** START Available data **

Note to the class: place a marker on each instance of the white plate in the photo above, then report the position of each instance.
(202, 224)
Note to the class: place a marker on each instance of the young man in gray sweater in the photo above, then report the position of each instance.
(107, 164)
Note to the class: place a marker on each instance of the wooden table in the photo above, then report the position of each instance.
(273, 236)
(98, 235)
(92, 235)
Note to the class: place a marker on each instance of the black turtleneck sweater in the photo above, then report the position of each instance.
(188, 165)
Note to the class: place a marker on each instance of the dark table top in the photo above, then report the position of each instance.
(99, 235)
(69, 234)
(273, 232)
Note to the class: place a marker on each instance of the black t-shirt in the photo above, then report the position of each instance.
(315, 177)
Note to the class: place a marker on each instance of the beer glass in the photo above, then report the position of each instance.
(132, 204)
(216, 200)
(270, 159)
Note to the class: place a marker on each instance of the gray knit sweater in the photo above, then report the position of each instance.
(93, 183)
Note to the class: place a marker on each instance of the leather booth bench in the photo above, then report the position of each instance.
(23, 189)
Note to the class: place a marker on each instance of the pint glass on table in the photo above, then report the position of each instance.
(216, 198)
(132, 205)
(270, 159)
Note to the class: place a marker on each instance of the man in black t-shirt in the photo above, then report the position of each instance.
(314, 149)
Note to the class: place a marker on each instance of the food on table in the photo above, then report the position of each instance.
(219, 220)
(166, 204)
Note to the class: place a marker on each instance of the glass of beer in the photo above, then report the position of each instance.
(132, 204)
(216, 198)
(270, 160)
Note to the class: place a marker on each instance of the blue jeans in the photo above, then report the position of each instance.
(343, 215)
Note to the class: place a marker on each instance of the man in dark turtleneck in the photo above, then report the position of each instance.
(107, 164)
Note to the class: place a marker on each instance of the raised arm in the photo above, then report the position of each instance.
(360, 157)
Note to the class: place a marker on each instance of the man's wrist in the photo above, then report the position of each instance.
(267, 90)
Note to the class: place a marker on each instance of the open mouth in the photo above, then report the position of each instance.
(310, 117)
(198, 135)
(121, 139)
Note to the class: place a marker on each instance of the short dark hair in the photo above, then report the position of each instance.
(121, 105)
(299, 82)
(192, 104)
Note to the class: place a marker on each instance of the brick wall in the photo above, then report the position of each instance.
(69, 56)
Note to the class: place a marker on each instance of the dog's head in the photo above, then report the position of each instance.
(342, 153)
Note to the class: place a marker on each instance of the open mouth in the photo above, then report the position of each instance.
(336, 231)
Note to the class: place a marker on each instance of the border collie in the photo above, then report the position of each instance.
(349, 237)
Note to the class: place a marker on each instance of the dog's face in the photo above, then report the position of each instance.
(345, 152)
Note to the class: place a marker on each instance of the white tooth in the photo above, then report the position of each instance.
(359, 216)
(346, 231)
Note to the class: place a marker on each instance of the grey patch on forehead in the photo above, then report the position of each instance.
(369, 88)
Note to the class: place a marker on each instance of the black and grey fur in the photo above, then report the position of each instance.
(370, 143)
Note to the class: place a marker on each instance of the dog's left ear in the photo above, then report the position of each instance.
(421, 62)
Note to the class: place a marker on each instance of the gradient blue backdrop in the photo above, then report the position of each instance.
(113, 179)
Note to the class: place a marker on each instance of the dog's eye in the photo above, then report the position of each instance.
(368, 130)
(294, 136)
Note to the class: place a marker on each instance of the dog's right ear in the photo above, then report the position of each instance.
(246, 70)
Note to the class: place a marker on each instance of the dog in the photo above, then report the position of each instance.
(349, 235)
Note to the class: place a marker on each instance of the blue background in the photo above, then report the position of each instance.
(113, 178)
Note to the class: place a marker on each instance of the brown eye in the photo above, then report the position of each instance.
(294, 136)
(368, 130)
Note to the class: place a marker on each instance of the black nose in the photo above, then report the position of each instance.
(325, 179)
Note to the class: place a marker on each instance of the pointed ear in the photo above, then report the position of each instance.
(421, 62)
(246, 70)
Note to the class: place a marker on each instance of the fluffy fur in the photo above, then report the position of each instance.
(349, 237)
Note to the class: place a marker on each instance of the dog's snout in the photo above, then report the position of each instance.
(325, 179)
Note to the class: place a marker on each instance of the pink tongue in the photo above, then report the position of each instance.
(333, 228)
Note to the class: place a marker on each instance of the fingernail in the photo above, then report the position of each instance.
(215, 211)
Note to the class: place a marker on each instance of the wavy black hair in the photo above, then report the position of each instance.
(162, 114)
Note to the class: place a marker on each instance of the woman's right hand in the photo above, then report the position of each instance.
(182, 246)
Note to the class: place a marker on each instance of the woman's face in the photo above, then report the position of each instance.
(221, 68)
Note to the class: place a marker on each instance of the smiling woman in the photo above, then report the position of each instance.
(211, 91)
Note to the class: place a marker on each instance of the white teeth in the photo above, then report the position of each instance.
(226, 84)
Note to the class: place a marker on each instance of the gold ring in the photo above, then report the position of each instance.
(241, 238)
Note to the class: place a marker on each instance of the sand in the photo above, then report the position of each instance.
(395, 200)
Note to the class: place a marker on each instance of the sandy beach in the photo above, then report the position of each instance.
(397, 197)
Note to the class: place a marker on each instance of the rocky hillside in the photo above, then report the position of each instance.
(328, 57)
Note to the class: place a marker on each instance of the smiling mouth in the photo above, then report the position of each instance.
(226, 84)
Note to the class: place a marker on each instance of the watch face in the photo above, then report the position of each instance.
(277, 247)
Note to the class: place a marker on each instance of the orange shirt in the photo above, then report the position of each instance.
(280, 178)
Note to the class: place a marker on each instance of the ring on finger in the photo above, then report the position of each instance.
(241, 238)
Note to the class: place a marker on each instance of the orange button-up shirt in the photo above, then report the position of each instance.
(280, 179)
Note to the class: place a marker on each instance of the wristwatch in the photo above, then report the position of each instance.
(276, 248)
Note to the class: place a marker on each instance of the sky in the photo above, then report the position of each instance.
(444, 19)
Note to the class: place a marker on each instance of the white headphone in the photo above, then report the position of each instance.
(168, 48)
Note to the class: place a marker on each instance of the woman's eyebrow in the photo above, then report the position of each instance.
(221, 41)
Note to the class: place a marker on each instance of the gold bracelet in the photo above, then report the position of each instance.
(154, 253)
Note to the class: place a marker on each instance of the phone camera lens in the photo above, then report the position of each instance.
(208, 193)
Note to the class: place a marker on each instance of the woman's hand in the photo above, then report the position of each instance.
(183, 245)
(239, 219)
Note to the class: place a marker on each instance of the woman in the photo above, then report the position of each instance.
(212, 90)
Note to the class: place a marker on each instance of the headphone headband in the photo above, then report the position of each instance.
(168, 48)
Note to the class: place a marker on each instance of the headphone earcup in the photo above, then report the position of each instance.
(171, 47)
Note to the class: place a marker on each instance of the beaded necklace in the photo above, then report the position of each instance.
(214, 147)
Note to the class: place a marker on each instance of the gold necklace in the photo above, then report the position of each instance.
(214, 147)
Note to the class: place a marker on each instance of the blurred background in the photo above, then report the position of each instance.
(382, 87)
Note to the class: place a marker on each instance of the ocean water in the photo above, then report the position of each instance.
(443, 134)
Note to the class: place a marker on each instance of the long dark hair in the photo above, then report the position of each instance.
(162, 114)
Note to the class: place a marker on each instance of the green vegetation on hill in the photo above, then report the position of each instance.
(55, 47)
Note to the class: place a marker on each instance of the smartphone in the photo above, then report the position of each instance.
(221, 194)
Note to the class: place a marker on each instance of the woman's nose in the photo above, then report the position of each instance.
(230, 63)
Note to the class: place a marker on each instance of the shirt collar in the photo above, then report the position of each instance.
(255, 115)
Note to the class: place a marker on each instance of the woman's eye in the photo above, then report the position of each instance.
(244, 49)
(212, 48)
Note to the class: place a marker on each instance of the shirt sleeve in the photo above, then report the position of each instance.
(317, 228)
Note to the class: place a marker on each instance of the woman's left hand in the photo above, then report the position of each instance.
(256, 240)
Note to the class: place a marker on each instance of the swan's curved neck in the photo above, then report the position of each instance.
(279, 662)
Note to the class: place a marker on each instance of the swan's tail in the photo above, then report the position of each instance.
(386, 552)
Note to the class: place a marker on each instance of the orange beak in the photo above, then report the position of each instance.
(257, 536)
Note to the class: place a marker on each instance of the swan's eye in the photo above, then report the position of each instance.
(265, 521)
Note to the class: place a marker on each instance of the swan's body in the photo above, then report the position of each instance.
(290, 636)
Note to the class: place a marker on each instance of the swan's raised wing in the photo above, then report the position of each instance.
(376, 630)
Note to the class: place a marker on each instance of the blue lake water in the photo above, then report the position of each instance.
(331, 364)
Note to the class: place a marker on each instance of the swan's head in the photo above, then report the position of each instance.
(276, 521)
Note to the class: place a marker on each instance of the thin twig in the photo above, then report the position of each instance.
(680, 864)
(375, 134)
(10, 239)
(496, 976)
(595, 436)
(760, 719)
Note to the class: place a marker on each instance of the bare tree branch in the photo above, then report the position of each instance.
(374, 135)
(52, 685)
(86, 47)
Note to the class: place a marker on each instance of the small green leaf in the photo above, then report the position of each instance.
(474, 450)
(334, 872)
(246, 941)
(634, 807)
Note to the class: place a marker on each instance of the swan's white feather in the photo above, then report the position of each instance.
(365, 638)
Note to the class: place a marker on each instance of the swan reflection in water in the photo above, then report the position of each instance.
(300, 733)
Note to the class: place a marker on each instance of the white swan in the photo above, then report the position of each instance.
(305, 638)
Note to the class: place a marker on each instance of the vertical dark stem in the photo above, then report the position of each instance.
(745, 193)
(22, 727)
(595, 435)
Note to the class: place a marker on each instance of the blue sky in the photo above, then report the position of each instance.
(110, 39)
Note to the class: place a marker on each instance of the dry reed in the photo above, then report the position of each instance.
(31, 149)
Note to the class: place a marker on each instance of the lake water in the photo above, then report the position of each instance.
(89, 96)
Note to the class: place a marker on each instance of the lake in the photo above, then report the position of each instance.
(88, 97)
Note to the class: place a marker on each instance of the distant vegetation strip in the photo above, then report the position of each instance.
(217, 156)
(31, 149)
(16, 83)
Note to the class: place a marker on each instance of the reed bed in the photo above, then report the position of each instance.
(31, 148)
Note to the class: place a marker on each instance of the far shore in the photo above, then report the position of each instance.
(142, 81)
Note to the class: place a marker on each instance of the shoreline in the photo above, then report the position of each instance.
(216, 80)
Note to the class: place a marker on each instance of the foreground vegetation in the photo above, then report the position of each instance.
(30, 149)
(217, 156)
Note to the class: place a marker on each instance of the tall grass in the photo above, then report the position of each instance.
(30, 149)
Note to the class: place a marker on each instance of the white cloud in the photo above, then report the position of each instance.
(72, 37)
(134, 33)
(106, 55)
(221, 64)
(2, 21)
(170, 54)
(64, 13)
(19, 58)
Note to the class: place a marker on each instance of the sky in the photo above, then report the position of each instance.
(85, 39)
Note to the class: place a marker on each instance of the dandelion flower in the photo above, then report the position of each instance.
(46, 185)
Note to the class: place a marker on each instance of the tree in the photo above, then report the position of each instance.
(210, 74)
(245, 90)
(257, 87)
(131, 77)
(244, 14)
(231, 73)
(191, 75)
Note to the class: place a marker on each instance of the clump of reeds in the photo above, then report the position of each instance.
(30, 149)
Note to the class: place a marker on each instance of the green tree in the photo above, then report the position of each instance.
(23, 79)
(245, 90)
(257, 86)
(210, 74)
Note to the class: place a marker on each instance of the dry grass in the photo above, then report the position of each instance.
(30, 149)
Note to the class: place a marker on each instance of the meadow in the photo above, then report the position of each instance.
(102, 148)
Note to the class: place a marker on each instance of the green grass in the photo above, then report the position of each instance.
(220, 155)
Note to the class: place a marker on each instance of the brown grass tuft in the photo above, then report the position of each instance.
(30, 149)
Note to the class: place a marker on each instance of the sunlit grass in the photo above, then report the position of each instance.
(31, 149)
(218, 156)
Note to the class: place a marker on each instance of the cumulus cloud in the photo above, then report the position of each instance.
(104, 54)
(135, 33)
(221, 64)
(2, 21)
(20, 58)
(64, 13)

** END Available data **

Objective: In the listing above, find the line containing "the brown grass" and please quote exactly that line through the last one, and no other lines.

Solution for this exercise:
Note to the class: place a marker on each instance of the brown grass tuft in the photo above, then report the position of each instance.
(30, 149)
Note to the class: place a marker on each instance of the sunlit grass in the photo above, then report the position of each instance.
(31, 149)
(218, 156)
Note to the class: place a marker on each instance of the cumulus cloud in the photo above, then report the position of each instance.
(104, 54)
(135, 33)
(221, 64)
(2, 21)
(20, 58)
(64, 13)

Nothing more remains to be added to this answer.